**PROBLEM STATEMENT**
All of the data should be repeated exactly; pictures are not part of the copy.

**DATA FOR PROCESSING**

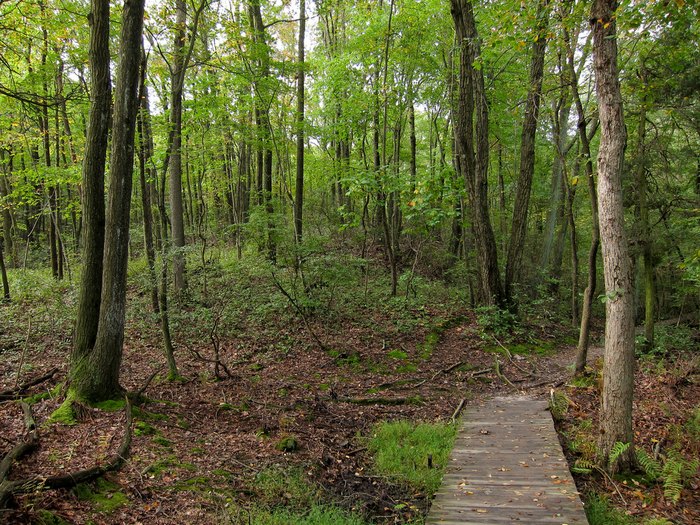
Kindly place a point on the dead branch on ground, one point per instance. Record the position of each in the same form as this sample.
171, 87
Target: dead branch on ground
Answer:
14, 393
8, 488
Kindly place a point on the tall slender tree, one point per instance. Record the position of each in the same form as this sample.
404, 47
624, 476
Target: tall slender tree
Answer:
618, 371
93, 174
95, 377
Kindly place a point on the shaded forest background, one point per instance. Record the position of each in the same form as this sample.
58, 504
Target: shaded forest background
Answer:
338, 169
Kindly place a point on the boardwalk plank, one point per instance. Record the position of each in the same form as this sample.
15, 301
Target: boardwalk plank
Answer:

**WRITTEN SOLUTION**
Kindly place a point on the dead branch on ground, one point per instance. Record the position of each in the same form as this sample.
171, 87
Target: dead branch on ground
Answer:
14, 393
8, 488
Kindly place a point on the tall slender tree, one point per instance. Record the position of each in the same form as this sample.
404, 47
624, 476
Target: tall slender tree
Answer:
618, 371
93, 174
95, 377
Kindly place a point on the shaded forest background, one point per instance. Record the position of each in the same form as this sample.
58, 504
Target: shaded forest background
Answer:
338, 169
Kindly place a point on the boardwalk plank, one point per instance. Record the position of each in the same form as this sample.
15, 301
Target: boardwalk plank
Answer:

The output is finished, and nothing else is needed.